(AVAILABLE RECORDS)
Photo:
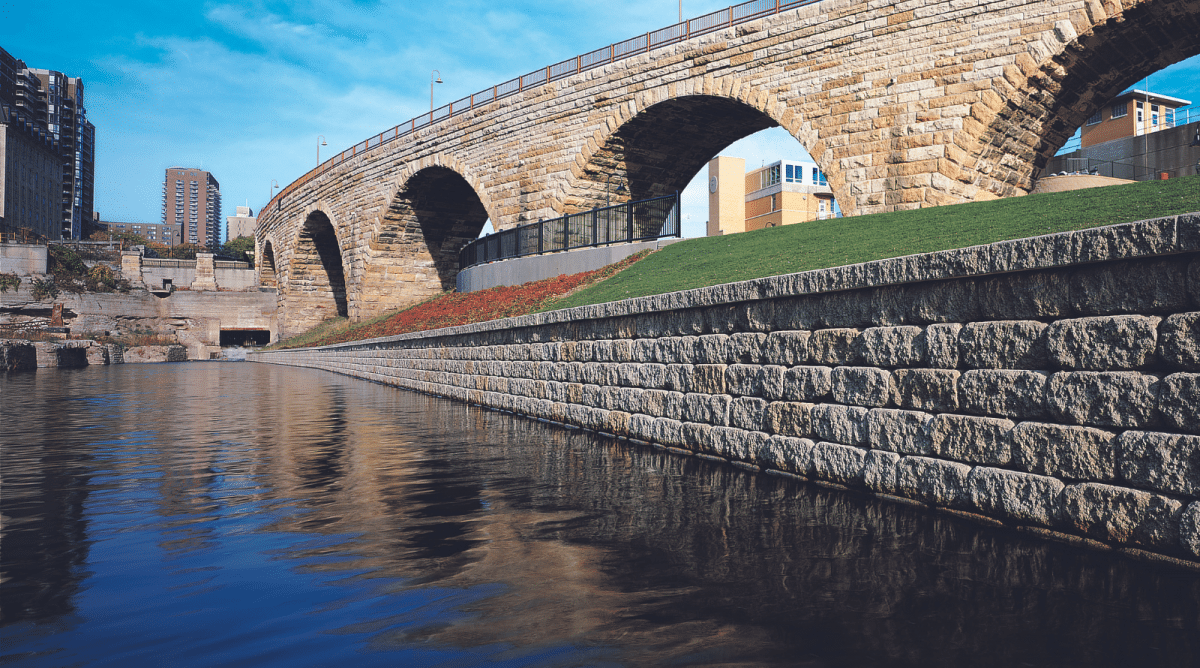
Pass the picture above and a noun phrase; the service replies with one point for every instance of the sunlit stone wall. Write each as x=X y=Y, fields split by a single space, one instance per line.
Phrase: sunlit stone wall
x=1050 y=384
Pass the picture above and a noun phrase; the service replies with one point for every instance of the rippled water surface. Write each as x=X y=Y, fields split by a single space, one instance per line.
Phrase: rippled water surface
x=225 y=513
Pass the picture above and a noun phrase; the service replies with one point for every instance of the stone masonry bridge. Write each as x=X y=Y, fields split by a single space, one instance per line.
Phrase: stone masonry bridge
x=903 y=104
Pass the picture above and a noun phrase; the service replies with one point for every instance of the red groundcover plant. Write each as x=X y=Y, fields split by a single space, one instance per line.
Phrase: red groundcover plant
x=463 y=308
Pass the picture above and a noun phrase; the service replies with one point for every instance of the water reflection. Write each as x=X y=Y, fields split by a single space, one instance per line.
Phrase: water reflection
x=243 y=513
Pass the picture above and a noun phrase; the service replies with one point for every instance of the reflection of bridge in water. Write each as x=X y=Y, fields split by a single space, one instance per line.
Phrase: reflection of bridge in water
x=901 y=108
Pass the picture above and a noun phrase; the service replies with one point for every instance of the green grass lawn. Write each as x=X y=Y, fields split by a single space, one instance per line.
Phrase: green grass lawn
x=712 y=260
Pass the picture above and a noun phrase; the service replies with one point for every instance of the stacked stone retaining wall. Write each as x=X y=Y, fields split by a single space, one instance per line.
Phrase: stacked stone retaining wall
x=1051 y=384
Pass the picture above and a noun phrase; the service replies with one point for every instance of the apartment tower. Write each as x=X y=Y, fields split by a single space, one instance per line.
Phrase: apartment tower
x=191 y=202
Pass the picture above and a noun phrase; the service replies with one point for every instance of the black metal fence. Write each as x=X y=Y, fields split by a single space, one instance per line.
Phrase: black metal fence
x=631 y=221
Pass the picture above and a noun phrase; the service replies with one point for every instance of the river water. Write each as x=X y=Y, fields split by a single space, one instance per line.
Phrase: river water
x=225 y=513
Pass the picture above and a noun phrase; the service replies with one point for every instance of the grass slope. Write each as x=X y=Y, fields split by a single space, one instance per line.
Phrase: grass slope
x=697 y=263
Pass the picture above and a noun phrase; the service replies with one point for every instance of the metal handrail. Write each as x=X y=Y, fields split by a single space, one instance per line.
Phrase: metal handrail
x=622 y=223
x=708 y=23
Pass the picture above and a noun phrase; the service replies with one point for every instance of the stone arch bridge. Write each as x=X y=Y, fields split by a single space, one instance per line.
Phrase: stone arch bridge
x=903 y=104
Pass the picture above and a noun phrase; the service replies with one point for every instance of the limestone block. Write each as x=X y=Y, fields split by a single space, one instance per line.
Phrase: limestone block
x=1102 y=343
x=790 y=419
x=807 y=384
x=942 y=344
x=1179 y=342
x=881 y=470
x=745 y=348
x=708 y=379
x=1163 y=462
x=1005 y=392
x=1065 y=451
x=1003 y=344
x=936 y=390
x=891 y=347
x=832 y=347
x=786 y=453
x=839 y=423
x=1189 y=528
x=900 y=431
x=1014 y=494
x=712 y=409
x=839 y=463
x=748 y=413
x=934 y=481
x=1117 y=398
x=1122 y=515
x=786 y=348
x=976 y=440
x=868 y=386
x=743 y=380
x=1179 y=402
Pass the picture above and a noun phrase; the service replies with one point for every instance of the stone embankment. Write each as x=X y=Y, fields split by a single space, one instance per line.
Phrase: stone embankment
x=1049 y=384
x=24 y=355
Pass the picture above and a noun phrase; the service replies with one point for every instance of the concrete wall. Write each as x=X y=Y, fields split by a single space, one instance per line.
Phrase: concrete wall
x=1049 y=384
x=23 y=258
x=535 y=268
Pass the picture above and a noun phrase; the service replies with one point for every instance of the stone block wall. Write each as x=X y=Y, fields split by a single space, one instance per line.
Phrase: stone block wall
x=1050 y=384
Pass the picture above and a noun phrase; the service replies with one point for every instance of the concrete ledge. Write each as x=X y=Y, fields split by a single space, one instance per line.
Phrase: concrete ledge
x=522 y=270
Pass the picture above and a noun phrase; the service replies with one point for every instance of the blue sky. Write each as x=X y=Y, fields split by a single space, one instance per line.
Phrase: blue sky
x=244 y=89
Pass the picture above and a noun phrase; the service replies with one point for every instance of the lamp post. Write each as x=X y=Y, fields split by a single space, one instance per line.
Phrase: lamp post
x=433 y=80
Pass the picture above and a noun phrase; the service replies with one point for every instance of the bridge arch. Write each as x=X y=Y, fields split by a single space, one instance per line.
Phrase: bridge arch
x=659 y=149
x=413 y=253
x=1091 y=59
x=317 y=274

(REQUIRED TASK) Output the full set of records above without changing a word, and drop the images.

(EXERCISE RESULT)
Photo:
Pass the picture above and a noun phrase; the service replies with one point for every instance of the sunlit stone wall. Write each as x=X y=Y, fields split by a single space, one instance per line.
Phrase: sunlit stone wall
x=1050 y=384
Pass the picture above and a noun phrase; the service replies with one point for every instance of the rippled water surface. Write each as x=X y=Y, fields split by a single space, one instance per line.
Phrase: rippled water surface
x=225 y=513
Pass the picture above and a noun phrase; the service replies with one point for every instance of the stone masonry bridge. Write each as x=X y=Y, fields split by a single space, one instance per line.
Phrase: stone masonry bridge
x=903 y=104
Pass the picture above and a noun phrase; the service replies with one point for every instance of the red groundcover plant. Write each as x=X y=Y, fields split by a single space, one instance per line.
Phrase: red groundcover plant
x=463 y=308
Pass the picture above and a noun phrase; the service replies with one point for every instance of the water reflection. Write each as x=X y=Y, fields split by a single space, one instance per line.
Phrase: water reflection
x=243 y=513
Pass the picture above and a noun phrase; the service replies with one point for every instance of the reflection of bridge in water. Write each as x=X y=Y, fields split by a single space, one instance per line.
Phrase: reflection of bridge in water
x=901 y=108
Pass the picture above and a noun phrase; the service replies with one point for every instance of the green grass lawn. Write each as x=X y=Y, fields split by a single space, one instance per line.
Phrase: green grass lawn
x=712 y=260
Pass the picture above and a noun phrase; the service replies with one point for every instance of the stacked stone retaining wall. Write each as x=X y=Y, fields split by a single space, one instance per line.
Phrase: stacked stone retaining wall
x=1051 y=384
Pass the picture above and a noun phrase; the service replies with one point for every instance of the apartment tower. Write each as x=X y=Y, fields split by a single space, one instance per line.
Phrase: apartment tower
x=191 y=202
Pass the picture above and a noun phrase; the service replies with one point for every instance of the black metal fence. Write each as x=X y=Y, fields split by a single space, one instance per line.
Phrase: black metal fence
x=631 y=221
Pass the picture above and a noun phrase; the service replies with one point for every instance of the river water. Write each as x=X y=Y, fields split by a single space, one instance per line.
Phrase: river water
x=225 y=513
Pass the picture above and a noun phrase; the service replies with one point for every instance of the grass slope. Write each as x=X y=Y, fields split by a single space, one instance per line.
Phrase: grass slope
x=697 y=263
Pass the picture above and a noun phrase; the service replies with one point for every instance of the metal handrail. Write each as x=X y=Y, fields split by a single space, one instance per line.
Phrase: metal handrail
x=622 y=223
x=708 y=23
Pass the picture above and a noun phrase; the service replies with one point for every instance of the stone arch bridge. Write each as x=X y=Y, fields split by a single space, one instance per line.
Phrase: stone arch bridge
x=903 y=104
Pass the picture above and a noun phrase; the service replies with one point for every instance of the limestone block. Write each as x=X y=Y, fields split by a single space, one instance per line.
Phrase: limestone block
x=1102 y=343
x=790 y=419
x=807 y=384
x=942 y=344
x=1179 y=342
x=881 y=470
x=745 y=348
x=708 y=379
x=1163 y=462
x=1005 y=392
x=1065 y=451
x=1003 y=344
x=936 y=390
x=891 y=347
x=832 y=347
x=786 y=453
x=839 y=423
x=1189 y=528
x=900 y=431
x=1014 y=494
x=712 y=409
x=839 y=463
x=748 y=413
x=934 y=481
x=1117 y=398
x=1122 y=515
x=786 y=348
x=976 y=440
x=868 y=386
x=743 y=380
x=1179 y=402
Pass the picture above and a noun phrase; the service replies with one point for every instance of the stone embankment. Write each as x=X y=Y, fields split by a single space, one instance per line.
Phrase: stone embankment
x=1049 y=384
x=24 y=355
Pass the picture above and a noun phrase; the service replies with one point for every instance of the concrete wall. Write each as x=X y=Y, fields split by a single space, one instance per line.
Phrase: concrete wall
x=1049 y=384
x=23 y=258
x=535 y=268
Pass the picture above and a noun phrase; the service replies with one point for every instance of the stone block wall. Write each as x=X y=Y, fields split by a single space, one instance per line.
Phrase: stone block wall
x=1050 y=384
Pass the picture above and a noun phrase; the service replies with one point for every instance of the concrete ledge. Write each as x=X y=Y, fields split by a single space, one instance per line.
Phrase: concrete ledge
x=522 y=270
Pass the picture above and a noun phrase; the service replies with one point for every instance of the blue sky. Write each as x=X y=Y, fields split by a single space, one instance per line.
Phrase: blue sky
x=244 y=89
Pass the picture above and a noun phrase; the service replies with one point for every instance of the lamp post. Write each as x=X y=Y, fields split by a single space, one instance per line.
Phrase: lamp post
x=433 y=80
Pass the picture above and a noun phrase; the service replies with one point for every instance of the bridge arch. Write each as x=X y=Y, fields split by a single space, one instance per line.
Phrase: bridge arch
x=659 y=149
x=413 y=253
x=1091 y=59
x=317 y=274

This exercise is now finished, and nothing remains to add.